Goal of the exercise:
Output the listing below verbatim, keeping every line unchanged.

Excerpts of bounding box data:
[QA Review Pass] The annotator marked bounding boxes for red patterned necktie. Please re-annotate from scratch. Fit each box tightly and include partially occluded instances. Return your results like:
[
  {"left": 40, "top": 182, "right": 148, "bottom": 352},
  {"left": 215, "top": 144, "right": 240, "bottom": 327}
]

Exercise result:
[QA Review Pass] The annotator marked bounding boxes for red patterned necktie. Please re-annotate from scratch. Fit each box tightly and include partially occluded instances. Return your results like:
[
  {"left": 40, "top": 182, "right": 148, "bottom": 352},
  {"left": 215, "top": 144, "right": 240, "bottom": 327}
]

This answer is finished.